AUSGELESENER TEXT:
# QUANTUM World Champion Surf Brandungsrolle



## Ayla (9. April 2010)

Hallo,
bin mit meinen Daiwa Emblem Brandungsrollen noch zufrieden .
Habe sie allerdings ca 10 Jahre.
Aber ich würde mir gerne mal einen Tapetenwechsel  gönnen .
Hatte letzte Woche die Quantum world Champion Surf Rolle
Modell 2010 in der Hand .
Sie macht einen sehr guten und robusten Eindruck .
Hat einer diese Rollen im Einsatz oder kann einer was zur
Rolle sagen .Landlebigkeit oder so ?Könnte sie zum Messepreis
von 89€ kaufen .Wahrscheinlich werden einige sagen:Behalte
bloß die Emblem ! oder?
Freue mich über jeden Ratschlag oder Tip .

Ayla|wavey:


----------



## degl (10. April 2010)

*AW: QUANTUM World Champion Surf Brandungsrolle*

Das Problem wird sein, das es die Quantums noch nicht lange genug gibt, um "Langzeiterfahrungen" zu erhalten

Die brauchen noch etwas.........allerdings für den Kurs würde ich mich auf Quantum im allgemeinen verlassen#6

gruß degl


----------



## Ayla (10. April 2010)

*AW: QUANTUM World Champion Surf Brandungsrolle*

Hatte noch keine Quantums in der Brandung . An meinen
Ruten hab ich damals nicht gespart .Da ich anglerisch aber 
auf vielen Hochzeiten tanze (Spinnfischen ,Bootsangeln ,
Brandung) hatte ich mir ein Limit von ca.120€ gesetzt .
Soviel kosten die Rollen noralerweise in etwa .Kann nun
zufällig an 3 Stk .so günstig ran kommen . Plane auch ,
sie dann wenn ich zufrieden bin ca.5-7 JAHRE zu behalten .
Kann im allgemeinen gar nichts zur Quantum Qualität sagen .
Ist der Lack gut ?? Bin über jede Antwort dankbar .

Ayla


----------



## brandungsfighter (10. April 2010)

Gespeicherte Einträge
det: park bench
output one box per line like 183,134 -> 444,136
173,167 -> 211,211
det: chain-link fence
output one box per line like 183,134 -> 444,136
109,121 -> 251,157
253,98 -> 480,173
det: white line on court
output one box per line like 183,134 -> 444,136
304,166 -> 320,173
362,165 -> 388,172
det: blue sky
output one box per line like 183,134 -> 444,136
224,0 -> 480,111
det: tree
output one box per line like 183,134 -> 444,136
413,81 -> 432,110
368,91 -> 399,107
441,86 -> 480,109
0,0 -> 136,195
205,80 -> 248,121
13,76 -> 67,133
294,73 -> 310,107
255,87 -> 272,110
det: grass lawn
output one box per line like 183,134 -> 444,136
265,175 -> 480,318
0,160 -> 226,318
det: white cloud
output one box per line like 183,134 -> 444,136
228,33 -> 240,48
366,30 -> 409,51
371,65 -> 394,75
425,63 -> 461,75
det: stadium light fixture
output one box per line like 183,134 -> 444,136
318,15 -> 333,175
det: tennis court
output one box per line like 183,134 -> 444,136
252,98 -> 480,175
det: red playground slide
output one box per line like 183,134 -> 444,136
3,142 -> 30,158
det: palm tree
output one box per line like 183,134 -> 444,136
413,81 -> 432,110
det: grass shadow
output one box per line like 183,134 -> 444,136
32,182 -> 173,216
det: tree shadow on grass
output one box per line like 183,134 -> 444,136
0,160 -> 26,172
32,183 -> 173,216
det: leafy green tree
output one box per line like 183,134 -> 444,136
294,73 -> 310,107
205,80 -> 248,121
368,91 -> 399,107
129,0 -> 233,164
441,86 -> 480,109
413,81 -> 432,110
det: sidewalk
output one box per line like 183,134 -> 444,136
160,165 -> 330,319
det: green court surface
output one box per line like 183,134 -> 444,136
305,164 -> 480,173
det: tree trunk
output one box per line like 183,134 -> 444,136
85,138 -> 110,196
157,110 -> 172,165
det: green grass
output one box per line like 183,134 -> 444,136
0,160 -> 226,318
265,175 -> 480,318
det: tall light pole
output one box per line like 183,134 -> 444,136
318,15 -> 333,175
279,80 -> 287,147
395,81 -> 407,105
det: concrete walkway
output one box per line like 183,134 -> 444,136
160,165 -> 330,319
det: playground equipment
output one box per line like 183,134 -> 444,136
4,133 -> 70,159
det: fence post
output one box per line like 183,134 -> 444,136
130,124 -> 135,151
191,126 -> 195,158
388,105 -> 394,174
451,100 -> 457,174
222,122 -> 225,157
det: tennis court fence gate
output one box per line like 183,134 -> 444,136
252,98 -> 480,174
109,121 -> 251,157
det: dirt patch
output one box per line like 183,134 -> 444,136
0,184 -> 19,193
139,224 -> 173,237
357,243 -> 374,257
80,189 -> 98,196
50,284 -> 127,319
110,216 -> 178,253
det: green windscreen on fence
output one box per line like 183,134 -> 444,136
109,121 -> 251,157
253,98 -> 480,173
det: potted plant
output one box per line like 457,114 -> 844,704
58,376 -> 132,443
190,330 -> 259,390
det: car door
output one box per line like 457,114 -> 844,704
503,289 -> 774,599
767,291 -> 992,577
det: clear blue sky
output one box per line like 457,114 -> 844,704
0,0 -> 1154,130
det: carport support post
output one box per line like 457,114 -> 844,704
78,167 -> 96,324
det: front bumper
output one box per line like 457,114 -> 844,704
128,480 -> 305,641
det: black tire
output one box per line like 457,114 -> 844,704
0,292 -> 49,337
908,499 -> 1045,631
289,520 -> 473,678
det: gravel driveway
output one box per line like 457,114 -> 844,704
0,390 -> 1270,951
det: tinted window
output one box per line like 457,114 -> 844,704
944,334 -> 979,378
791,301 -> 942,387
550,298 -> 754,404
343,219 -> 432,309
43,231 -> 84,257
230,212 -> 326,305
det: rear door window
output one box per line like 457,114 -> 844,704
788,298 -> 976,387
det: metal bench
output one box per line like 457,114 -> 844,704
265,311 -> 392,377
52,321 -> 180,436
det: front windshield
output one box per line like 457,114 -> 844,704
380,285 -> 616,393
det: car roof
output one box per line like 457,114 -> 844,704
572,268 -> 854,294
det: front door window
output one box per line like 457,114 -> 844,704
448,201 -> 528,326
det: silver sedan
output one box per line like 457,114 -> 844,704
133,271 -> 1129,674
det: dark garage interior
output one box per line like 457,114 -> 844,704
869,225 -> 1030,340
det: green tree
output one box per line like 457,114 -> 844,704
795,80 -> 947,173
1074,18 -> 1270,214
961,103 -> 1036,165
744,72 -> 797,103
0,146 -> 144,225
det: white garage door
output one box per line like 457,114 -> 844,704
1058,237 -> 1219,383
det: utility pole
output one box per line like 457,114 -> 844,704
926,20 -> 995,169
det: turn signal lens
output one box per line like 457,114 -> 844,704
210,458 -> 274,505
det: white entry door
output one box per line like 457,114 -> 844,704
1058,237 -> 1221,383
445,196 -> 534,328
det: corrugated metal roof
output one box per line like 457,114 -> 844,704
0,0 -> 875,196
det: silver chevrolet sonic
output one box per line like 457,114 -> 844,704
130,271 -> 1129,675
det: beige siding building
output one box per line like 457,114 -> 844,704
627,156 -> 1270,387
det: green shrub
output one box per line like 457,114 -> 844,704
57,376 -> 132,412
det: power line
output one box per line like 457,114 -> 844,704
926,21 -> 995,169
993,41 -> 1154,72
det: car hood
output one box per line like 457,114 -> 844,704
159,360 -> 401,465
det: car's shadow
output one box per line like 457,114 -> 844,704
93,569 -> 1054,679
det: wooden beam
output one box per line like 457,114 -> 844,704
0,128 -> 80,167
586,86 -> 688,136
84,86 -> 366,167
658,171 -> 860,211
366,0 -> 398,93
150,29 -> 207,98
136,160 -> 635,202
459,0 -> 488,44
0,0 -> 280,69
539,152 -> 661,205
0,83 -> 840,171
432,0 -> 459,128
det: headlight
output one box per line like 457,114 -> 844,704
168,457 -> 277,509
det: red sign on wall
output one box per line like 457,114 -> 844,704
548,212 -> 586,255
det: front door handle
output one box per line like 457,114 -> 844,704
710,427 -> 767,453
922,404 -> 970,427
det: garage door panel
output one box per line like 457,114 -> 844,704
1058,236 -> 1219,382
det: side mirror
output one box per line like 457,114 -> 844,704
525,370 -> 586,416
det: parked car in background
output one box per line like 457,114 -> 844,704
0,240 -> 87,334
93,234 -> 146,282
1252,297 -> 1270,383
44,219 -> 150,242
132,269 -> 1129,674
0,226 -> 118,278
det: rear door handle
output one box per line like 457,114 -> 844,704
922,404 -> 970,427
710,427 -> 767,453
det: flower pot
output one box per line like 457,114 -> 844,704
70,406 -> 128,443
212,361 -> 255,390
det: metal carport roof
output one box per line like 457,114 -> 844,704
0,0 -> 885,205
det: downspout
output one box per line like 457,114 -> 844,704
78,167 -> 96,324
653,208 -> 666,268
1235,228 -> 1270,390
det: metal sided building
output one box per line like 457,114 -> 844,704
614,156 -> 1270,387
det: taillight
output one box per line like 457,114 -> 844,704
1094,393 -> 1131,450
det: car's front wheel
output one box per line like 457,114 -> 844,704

AUFGABE A: Schreib aus der Forumsdiskussion zur Quantum-Brandungsrolle wortgetreu ab, beginnend mit „## Ayla (9.“ und weiter bis einschließlich „robusten Eindruck .“.
AUFGABE B: Zu welchem Messepreis könnte Ayla die Rolle laut der Forumsdiskussion zur Quantum-Brandungsrolle kaufen?
AUFGABE C: Führ die Forumsdiskussion zur Quantum-Brandungsrolle von der Stelle aus weiter, an der sie endet.
Die Einträge werden hierfür nicht gebraucht.

ANTWORT A:
## Ayla (9. April 2010)

Hallo,
bin mit meinen Daiwa Emblem Brandungsrollen noch zufrieden .
Habe sie allerdings ca 10 Jahre.
Aber ich würde mir gerne mal einen Tapetenwechsel  gönnen .
Hatte letzte Woche die Quantum world Champion Surf Rolle
Modell 2010 in der Hand .
Sie macht einen sehr guten und robusten Eindruck .

ANTWORT B: Für 89 €.

ANTWORT C:
*AW: QUANTUM World Champion Surf Brandungsrolle*

ich hatte mal eine billige hypercast und die war der hammer#6!!!
Aber sonst würde ich von abraten , halte nichtsvon quantum !
die sind mir nicht stabil genug!
mfg Laurin


----------



## Heringsfetzen 04 (12. April 2010)

*AW: QUANTUM World Champion Surf Brandungsrolle*

Ich habe mir vor ca 11 Jahren !! zwei Quantum Freilaufrollen gekauft und diese funktionieren noch wie am ersten Tag.Keinerlei Verschleißerscheinung trotz regelmäßigen Gebrauchs.Ich bin mit Quantum rundum zufrieden.


----------



## Ayla (12. April 2010)

*AW: QUANTUM World Champion Surf Brandungsrolle*

Scheint ja keiner diese Rolle zu haben .Würde auch bis max .
180€ausgeben .Was kann man sonst noch nehmen . Sollte schon
robust sein (ca.20Einsätze im Jahr ). Daiwa?

;+
 Hab beim Dealer sonst nichts gesehen war mich  reizt .

Ayla


----------



## degl (13. April 2010)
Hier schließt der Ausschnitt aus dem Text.